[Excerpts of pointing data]
^^^^^^^^^^^^^^^^
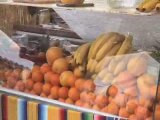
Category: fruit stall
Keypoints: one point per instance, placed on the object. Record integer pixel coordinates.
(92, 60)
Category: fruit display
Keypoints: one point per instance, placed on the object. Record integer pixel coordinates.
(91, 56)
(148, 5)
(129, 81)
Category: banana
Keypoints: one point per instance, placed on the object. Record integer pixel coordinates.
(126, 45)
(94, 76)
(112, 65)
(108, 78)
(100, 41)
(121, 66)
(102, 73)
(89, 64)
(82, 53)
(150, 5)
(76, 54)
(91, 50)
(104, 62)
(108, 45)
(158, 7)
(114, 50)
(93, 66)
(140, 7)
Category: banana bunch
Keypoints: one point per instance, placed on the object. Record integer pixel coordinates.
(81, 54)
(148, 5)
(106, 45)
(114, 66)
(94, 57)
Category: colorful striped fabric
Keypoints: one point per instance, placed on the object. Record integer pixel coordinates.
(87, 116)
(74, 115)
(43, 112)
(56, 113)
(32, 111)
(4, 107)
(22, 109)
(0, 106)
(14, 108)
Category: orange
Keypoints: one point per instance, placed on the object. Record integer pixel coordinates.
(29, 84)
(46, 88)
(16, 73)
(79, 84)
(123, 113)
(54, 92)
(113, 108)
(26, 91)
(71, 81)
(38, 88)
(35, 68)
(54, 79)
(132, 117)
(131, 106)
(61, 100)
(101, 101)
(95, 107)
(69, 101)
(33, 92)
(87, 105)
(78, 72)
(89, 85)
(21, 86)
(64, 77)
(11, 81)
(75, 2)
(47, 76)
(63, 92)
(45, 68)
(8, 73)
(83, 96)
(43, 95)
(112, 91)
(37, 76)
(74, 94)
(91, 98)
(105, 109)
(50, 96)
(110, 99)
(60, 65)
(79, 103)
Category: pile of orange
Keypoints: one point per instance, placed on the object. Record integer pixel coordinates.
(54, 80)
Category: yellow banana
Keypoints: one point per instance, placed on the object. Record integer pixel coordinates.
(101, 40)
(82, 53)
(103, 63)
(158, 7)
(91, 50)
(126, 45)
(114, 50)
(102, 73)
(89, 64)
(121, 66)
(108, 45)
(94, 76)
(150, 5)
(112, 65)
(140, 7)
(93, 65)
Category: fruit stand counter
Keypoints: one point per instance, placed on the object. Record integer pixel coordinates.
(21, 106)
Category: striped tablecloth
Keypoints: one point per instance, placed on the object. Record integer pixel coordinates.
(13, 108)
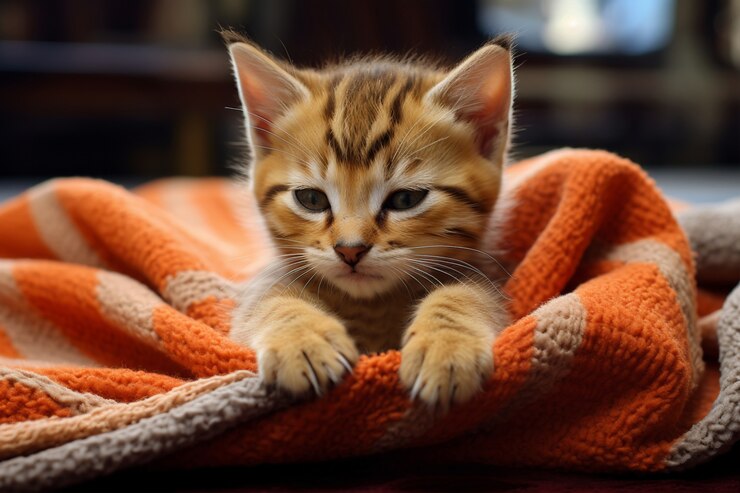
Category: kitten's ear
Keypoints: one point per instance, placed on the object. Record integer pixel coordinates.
^^^^^^^^^^^^^^^^
* _EXERCISE_
Reproduce every row above word for word, but leave the pictures out of your answer.

* _EXERCISE RESPONSE_
Category: fruit stall
Keypoints: one point per instance, placed on the object. Record integer pixel coordinates.
(92, 60)
Category: fruit display
Keypoints: one point per instance, placed on the object. Record integer pixel coordinates.
(91, 56)
(148, 5)
(129, 81)
Category: banana
Keypoints: one point per instance, placed on the object. Record integer pixel coordinates.
(126, 45)
(94, 76)
(112, 65)
(108, 78)
(100, 41)
(121, 66)
(102, 73)
(89, 64)
(82, 53)
(150, 5)
(76, 54)
(91, 50)
(104, 62)
(108, 45)
(158, 7)
(114, 50)
(93, 66)
(140, 7)
Category: banana bunch
Keypoints: one point per instance, placed on the object. Record integer pixel coordinates.
(81, 54)
(148, 5)
(106, 45)
(114, 66)
(94, 57)
Category: colorful striped fabric
Keypoints: one point per instance, placed on the object. Record integer pixel coordinates.
(87, 116)
(74, 115)
(43, 112)
(56, 113)
(32, 111)
(4, 107)
(22, 109)
(0, 106)
(14, 108)
Category: orange
Keypoints: one point per instance, placed on the object. Record integer pixel coordinates.
(29, 84)
(46, 88)
(16, 73)
(79, 84)
(123, 113)
(54, 92)
(113, 108)
(26, 91)
(71, 81)
(38, 88)
(35, 68)
(54, 79)
(132, 117)
(131, 106)
(61, 100)
(101, 101)
(95, 107)
(69, 101)
(33, 92)
(87, 105)
(78, 72)
(89, 85)
(21, 86)
(64, 77)
(11, 81)
(75, 2)
(47, 76)
(63, 92)
(45, 68)
(8, 73)
(83, 96)
(43, 95)
(112, 91)
(37, 76)
(74, 94)
(91, 98)
(105, 109)
(50, 96)
(110, 99)
(60, 65)
(79, 103)
Category: pile of orange
Keypoints: one point per instance, placed on the object. Record integer pixel coordinates.
(54, 80)
Category: yellow banana
Keypoints: one point per instance, placed on the object. Record integer pixel coordinates.
(101, 40)
(82, 53)
(103, 63)
(158, 7)
(91, 50)
(126, 45)
(114, 50)
(102, 73)
(89, 64)
(121, 66)
(108, 45)
(94, 76)
(150, 5)
(112, 65)
(140, 7)
(93, 65)
Category: fruit stand counter
Keypoints: one point per instance, placed on the object. Record integer pixel coordinates.
(21, 106)
Category: striped tablecloth
Keypoints: one point per instance, placed on the object. Record integer pixel coordinates.
(13, 108)
Category: kitten's ear
Keypoints: one point per instance, placed on the object. Record integer pixel coordinates.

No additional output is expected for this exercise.